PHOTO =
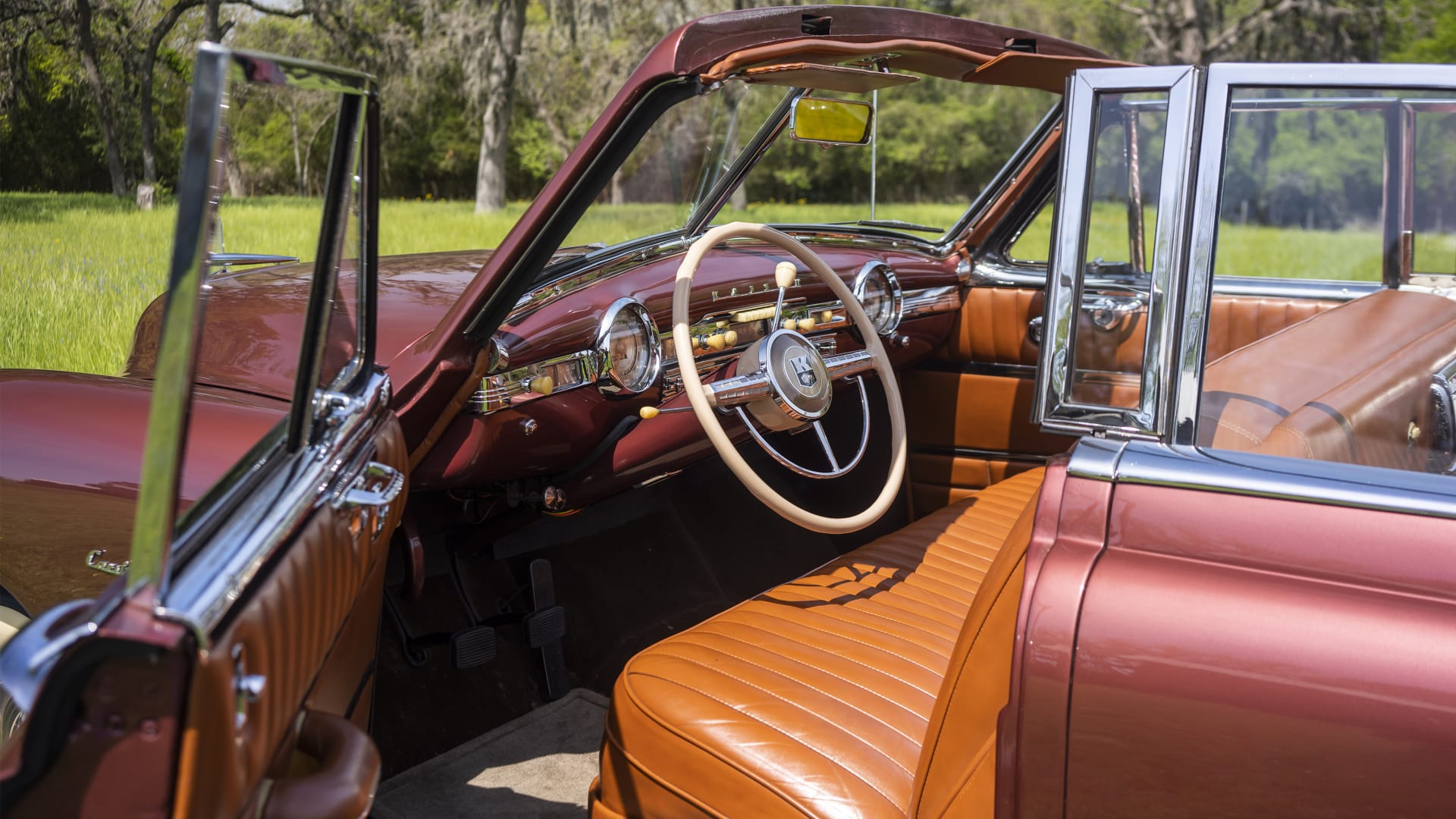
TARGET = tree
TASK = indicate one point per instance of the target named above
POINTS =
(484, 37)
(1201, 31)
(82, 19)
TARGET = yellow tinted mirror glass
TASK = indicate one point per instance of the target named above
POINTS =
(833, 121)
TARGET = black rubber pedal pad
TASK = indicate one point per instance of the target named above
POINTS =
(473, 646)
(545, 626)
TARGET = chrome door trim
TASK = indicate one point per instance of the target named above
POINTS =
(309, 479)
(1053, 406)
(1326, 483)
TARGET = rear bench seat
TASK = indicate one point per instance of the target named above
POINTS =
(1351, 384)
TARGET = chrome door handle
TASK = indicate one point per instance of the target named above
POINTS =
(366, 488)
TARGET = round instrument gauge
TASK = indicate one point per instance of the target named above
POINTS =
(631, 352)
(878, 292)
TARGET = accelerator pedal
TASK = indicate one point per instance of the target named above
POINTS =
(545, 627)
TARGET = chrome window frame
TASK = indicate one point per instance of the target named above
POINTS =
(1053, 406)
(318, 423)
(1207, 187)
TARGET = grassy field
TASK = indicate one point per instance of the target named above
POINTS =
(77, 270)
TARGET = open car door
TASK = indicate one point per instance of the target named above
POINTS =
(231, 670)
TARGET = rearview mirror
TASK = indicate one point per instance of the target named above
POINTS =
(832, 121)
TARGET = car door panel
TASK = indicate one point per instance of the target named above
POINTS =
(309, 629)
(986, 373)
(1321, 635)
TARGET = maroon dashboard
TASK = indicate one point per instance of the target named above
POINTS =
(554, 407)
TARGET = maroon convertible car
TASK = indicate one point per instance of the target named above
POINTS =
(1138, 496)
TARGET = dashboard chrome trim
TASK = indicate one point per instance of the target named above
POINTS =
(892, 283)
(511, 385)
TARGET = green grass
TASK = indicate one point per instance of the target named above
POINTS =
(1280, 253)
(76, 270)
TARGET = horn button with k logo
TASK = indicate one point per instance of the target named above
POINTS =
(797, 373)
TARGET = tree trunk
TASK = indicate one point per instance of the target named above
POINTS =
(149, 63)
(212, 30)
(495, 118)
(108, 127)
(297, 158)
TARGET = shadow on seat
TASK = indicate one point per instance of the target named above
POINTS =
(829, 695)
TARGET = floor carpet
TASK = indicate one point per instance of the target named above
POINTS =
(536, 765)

• • • •

PROBLEM REQUIREMENTS:
Repeat all of the records verbatim, leaving out the pictures.

RESPONSE TO THE EXERCISE:
PHOTO =
TARGET = tree
TASK = indicate one point per instance of the target named above
POINTS =
(484, 37)
(1201, 31)
(82, 19)
TARGET = yellow tinted mirror glass
TASK = indicate one point per instance of the target named above
POINTS =
(833, 121)
TARGET = black rubber pedal pad
TASK = indicate one point per instance of the target named above
POINTS =
(473, 646)
(545, 626)
TARGET = chrome door trim
TASK = indicate one point per instance of the target named above
POINTS =
(309, 479)
(1053, 406)
(1326, 483)
TARGET = rear bench seat
TASK = indicate one point per instance of the target named above
POINTS =
(1351, 384)
TARGET = chrome door handle
TASK = indicate one point per instance of the target named above
POINTS =
(366, 488)
TARGET = round instrument gauge
TASK = indicate one point per instance of the target named above
POINTS =
(631, 352)
(878, 292)
TARGET = accelerator pedal
TASK = indicate one point per instance of the target named above
POINTS =
(545, 627)
TARGET = chrome window frame
TASK = indicate one point per instance of the target named above
POINTS =
(1053, 406)
(318, 423)
(1207, 187)
TARGET = grassy field
TASK = indicate one point per instance of the target named above
POINTS =
(77, 270)
TARGET = open car door
TASK = indicate one point per instance of the target named above
POINTS =
(231, 670)
TARGET = rearview mirror
TASK = indicate one point per instance of the target named above
POINTS =
(832, 121)
TARGET = car door panel
TASK = indicate one point per instance of the target named above
POINTS =
(309, 629)
(986, 373)
(1321, 635)
TARGET = maroon dashboard
TASK = indicate one point per instance of the target named above
POINTS =
(554, 407)
TARGET = maroon convertible car
TASK = indicate one point per instance of the target named above
POINTS =
(1138, 496)
TARGET = dashboard chrome trim
TASK = indicate one point per instance of the target named above
POINTS =
(892, 283)
(511, 385)
TARGET = green grass
TASK = indicate one point per instance of the target named above
POINTS =
(1280, 253)
(76, 270)
TARGET = horn button with k logo
TASK = indicate one point per instance of the target named above
POINTS =
(797, 373)
TARGET = tree trunk
TASK = indicate one point per instance of the target named above
POINTS =
(149, 63)
(212, 30)
(495, 118)
(108, 127)
(297, 158)
TARGET = shadow on seat
TASK = indicate one point per instance of the target named above
POINTS =
(829, 695)
TARGET = floor carpet
TASK = indicate one point per instance of the target named above
POINTS =
(536, 765)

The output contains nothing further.